INSTRUCTIONS:
1 - Give each section heading in the plan document along with its section number.
2 - Reproduce word for word the passage of the plan document between "5.10      TIME" and "with the Employer.", inclusive.

DOCUMENT:
══════════════════════════════
5.10      TIME OF SEGREGATION OR DISTRIBUTION

Except as limited by Sections 5.7 and 5.8, whenever the Trustee is to make a distribution or to commence a series of payments the distribution or series of payments may be made or begun on such date or as soon thereafter as is practicable. However, unless a Participant elects in writing to defer the receipt of benefits (such election may not result in a death benefit that is more than incidental), the payment of benefits shall begin not later than the sixtieth (60th) day after the close of the Plan Year in which the latest of the following events occurs: (a) the date on which the Participant attains the earlier of age 65 or the Normal Retirement Age specified herein; (b) the tenth (10th) anniversary of the year in which the Participant commenced participation in the Plan; or (c) the date the Participant terminates service with the Employer.

Notwithstanding the foregoing, the failure of a Participant and, if applicable, the Participant's spouse, to consent to a distribution that is "immediately distributable" (within the meaning of Section 5.7), shall be deemed to be an election to defer commencement of payment of any benefit sufficient to satisfy this Section.

5.11      DISTRIBUTION FOR MINOR OR INCOMPETENT BENEFICIARY

In the event a distribution is to be made to a minor or incompetent individual, then the Administrator may direct that such distribution be paid to the court-appointed legal guardian or any other person authorized under state law to receive such distribution, or if none, then in the case of a minor Beneficiary, to a parent of such Beneficiary, or to the custodian for such Beneficiary under the Uniform Gift to Minors Act or Gift to Minors Act, if such is permitted by the laws of the state in which said Beneficiary resides. Such a payment to the guardian, custodian or parent of a minor or incompetent individual shall fully discharge the Trustee, Employer, and Plan from further liability on account thereof.






5.12      LOCATION OF PARTICIPANT OR BENEFICIARY UNKNOWN

In the event that all, or any portion, of the distribution payable to a Participant or Beneficiary hereunder shall, at the later of the Participant's attainment of age 62 or Normal Retirement Age, remain unpaid solely by reason of the inability of the Administrator, after sending a registered letter, return receipt requested, to the last known address, and after further diligent effort, to ascertain the whereabouts of such Participant or Beneficiary, the amount so distributable shall be forfeited and shall be used to reduce the cost of the Plan. Notwithstanding the foregoing, if the value of a Participant's Vested benefit derived from Employer and Employee contributions does not exceed $1,000, then the amount distributable may, in the sole discretion of the Administrator, either be treated as a forfeiture, or be paid directly to an individual retirement account described in Code Section 408(a) or an individual retirement annuity described in Code Section 408(b) at the time it is determined that the whereabouts of the Participant or the Participant's Beneficiary cannot be ascertained. In the event a Participant or Beneficiary is located subsequent to the benefit being forfeited, such benefit shall be restored unadjusted for earnings or losses. However, regardless of the preceding, a benefit which is lost by reason of escheat under applicable state law is not treated as a forfeiture for purposes of this Section nor as an impermissible forfeiture under the Code.
══════════════════════════════
Saved data entries:

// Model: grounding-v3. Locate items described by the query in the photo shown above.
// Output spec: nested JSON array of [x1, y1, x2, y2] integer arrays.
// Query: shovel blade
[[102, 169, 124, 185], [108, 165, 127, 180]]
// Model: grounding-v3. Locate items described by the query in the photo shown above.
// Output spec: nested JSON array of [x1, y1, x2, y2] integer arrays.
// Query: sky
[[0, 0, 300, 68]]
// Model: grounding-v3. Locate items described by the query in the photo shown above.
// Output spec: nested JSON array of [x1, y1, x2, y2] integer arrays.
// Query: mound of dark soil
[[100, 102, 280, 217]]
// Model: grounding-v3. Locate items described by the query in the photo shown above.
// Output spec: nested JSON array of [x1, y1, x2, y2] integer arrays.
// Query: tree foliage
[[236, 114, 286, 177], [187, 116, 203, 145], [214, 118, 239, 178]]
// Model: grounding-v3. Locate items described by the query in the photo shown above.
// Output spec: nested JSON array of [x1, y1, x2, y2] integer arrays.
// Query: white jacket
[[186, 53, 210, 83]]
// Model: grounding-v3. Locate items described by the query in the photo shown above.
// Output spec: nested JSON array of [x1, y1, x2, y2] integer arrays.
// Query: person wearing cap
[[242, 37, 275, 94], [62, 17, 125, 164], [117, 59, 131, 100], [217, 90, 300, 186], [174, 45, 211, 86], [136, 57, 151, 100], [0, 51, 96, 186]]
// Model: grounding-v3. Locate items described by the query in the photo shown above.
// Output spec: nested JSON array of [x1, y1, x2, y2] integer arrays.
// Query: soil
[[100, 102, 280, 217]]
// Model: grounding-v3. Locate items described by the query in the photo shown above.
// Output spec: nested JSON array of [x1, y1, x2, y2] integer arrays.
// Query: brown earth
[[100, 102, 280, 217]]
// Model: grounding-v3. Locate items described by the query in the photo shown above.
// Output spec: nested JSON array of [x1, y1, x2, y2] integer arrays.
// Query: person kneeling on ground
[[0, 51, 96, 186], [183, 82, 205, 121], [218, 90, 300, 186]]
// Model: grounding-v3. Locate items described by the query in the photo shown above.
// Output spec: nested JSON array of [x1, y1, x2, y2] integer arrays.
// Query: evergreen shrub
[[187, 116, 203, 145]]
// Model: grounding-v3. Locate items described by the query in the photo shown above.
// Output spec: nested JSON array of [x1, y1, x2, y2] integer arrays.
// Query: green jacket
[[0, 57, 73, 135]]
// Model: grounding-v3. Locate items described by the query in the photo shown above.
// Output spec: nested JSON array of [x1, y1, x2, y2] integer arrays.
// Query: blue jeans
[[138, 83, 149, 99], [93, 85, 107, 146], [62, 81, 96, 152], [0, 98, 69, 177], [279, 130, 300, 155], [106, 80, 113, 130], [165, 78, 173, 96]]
══════════════════════════════
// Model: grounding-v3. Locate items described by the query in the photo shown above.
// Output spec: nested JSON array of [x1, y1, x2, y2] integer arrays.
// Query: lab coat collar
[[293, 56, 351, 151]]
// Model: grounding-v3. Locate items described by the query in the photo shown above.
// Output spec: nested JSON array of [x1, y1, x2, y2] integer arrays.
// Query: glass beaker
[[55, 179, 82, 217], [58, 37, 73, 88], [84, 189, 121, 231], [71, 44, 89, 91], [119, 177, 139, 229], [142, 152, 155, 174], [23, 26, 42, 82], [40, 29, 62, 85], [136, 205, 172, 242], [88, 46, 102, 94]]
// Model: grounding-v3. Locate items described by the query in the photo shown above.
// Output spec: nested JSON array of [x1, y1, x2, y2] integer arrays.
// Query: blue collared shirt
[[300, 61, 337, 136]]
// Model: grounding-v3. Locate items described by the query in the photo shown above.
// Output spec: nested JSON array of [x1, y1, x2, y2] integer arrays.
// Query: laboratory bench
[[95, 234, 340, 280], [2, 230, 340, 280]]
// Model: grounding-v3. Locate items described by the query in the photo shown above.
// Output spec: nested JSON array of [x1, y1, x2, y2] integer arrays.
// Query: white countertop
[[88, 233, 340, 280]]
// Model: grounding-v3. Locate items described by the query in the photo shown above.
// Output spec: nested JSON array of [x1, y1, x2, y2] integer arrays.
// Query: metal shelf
══════════════════════════════
OUTPUTS FOR THE TASKS:
1 -
5.10 TIME OF SEGREGATION OR DISTRIBUTION
5.11 DISTRIBUTION FOR MINOR OR INCOMPETENT BENEFICIARY
5.12 LOCATION OF PARTICIPANT OR BENEFICIARY UNKNOWN

2 -
5.10      TIME OF SEGREGATION OR DISTRIBUTION

Except as limited by Sections 5.7 and 5.8, whenever the Trustee is to make a distribution or to commence a series of payments the distribution or series of payments may be made or begun on such date or as soon thereafter as is practicable. However, unless a Participant elects in writing to defer the receipt of benefits (such election may not result in a death benefit that is more than incidental), the payment of benefits shall begin not later than the sixtieth (60th) day after the close of the Plan Year in which the latest of the following events occurs: (a) the date on which the Participant attains the earlier of age 65 or the Normal Retirement Age specified herein; (b) the tenth (10th) anniversary of the year in which the Participant commenced participation in the Plan; or (c) the date the Participant terminates service with the Employer.